--- Task prompt ---
Quote word for word the lines that start with the line containing "Return one point per instance of the bush" and continue through the line containing "[(6, 52), (34, 51), (89, 50), (98, 53)]", including both of those lines.

[Location identification entries]
____________________

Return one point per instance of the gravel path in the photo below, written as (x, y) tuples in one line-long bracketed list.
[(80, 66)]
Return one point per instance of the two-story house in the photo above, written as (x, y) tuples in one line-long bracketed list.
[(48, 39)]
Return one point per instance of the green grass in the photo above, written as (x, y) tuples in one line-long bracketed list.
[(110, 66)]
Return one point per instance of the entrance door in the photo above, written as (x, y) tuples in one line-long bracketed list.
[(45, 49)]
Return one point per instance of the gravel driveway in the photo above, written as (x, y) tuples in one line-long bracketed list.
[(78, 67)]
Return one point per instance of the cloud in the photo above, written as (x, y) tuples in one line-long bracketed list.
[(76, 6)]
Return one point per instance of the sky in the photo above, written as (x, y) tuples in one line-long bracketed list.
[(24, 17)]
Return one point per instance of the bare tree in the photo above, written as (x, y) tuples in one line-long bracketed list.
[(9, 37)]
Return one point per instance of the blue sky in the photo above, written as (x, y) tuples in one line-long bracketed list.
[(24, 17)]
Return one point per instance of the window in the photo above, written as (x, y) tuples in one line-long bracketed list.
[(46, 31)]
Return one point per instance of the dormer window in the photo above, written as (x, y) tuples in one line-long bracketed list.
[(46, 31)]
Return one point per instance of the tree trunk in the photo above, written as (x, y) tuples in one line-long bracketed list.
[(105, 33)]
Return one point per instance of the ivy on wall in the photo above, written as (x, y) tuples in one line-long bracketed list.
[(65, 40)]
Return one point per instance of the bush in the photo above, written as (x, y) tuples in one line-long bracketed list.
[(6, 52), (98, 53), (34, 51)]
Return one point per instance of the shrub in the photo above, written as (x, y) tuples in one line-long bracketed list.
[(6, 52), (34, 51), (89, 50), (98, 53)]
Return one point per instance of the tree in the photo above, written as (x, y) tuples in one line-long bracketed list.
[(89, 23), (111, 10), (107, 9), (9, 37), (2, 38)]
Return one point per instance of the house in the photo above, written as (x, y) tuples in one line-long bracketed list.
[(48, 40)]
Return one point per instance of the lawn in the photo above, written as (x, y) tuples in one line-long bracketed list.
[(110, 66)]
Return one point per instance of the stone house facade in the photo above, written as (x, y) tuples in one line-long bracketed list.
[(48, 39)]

____________________

--- Result for this task ---
Return one point per instance of the bush in the photo above, written as (x, y) tuples in one line-long bracketed list.
[(6, 52), (98, 53), (34, 51)]
Return one point per instance of the shrub in the photo above, written as (x, y) tuples in one line-long bracketed list.
[(6, 52), (34, 51), (89, 50), (98, 53)]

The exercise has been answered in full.